=== Begin Enclosure ===
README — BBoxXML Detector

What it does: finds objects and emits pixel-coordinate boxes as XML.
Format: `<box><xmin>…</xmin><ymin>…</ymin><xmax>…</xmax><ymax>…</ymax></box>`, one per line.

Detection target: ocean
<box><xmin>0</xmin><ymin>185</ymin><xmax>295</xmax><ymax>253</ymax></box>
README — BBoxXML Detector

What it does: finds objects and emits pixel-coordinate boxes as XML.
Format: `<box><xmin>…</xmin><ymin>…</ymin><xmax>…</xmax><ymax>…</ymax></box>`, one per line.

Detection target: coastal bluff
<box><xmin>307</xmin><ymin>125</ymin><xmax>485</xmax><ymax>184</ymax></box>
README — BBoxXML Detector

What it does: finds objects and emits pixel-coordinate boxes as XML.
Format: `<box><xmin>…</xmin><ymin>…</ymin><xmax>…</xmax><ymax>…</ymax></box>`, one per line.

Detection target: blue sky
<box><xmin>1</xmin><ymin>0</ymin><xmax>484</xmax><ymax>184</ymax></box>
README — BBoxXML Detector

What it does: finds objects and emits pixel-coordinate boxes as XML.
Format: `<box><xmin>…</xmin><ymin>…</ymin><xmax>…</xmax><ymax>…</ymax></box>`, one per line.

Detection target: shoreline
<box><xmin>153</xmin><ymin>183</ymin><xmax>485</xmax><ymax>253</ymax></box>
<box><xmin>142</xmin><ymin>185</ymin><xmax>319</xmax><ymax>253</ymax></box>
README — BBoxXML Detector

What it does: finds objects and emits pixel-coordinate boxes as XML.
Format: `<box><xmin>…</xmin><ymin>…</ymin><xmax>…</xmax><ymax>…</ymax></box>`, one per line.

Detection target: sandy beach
=== End Enclosure ===
● **THE TASK**
Each line above needs to be written out again exactly.

● **WRITTEN ANSWER**
README — BBoxXML Detector

What it does: finds objects and emits pixel-coordinate boxes as XML.
Format: `<box><xmin>…</xmin><ymin>…</ymin><xmax>…</xmax><ymax>…</ymax></box>`, one per line.

Detection target: ocean
<box><xmin>0</xmin><ymin>185</ymin><xmax>295</xmax><ymax>253</ymax></box>
README — BBoxXML Detector

What it does: finds objects and emits pixel-coordinate boxes as XML.
Format: `<box><xmin>…</xmin><ymin>…</ymin><xmax>…</xmax><ymax>…</ymax></box>`, one per line.

Detection target: coastal bluff
<box><xmin>307</xmin><ymin>125</ymin><xmax>485</xmax><ymax>184</ymax></box>
README — BBoxXML Detector

What it does: finds objects and emits pixel-coordinate boxes as XML.
Format: `<box><xmin>…</xmin><ymin>…</ymin><xmax>…</xmax><ymax>…</ymax></box>`, one per line.

Detection target: blue sky
<box><xmin>1</xmin><ymin>0</ymin><xmax>484</xmax><ymax>184</ymax></box>
README — BBoxXML Detector

What it does: finds objects and emits pixel-coordinate boxes as XML.
Format: `<box><xmin>…</xmin><ymin>…</ymin><xmax>…</xmax><ymax>…</ymax></box>`, one per line.

Detection target: shoreline
<box><xmin>153</xmin><ymin>183</ymin><xmax>485</xmax><ymax>253</ymax></box>
<box><xmin>142</xmin><ymin>185</ymin><xmax>319</xmax><ymax>253</ymax></box>
README — BBoxXML Detector

What it does: finds objects and emits pixel-coordinate boxes as XML.
Format: `<box><xmin>…</xmin><ymin>…</ymin><xmax>…</xmax><ymax>…</ymax></box>`, one per line.

Detection target: sandy beach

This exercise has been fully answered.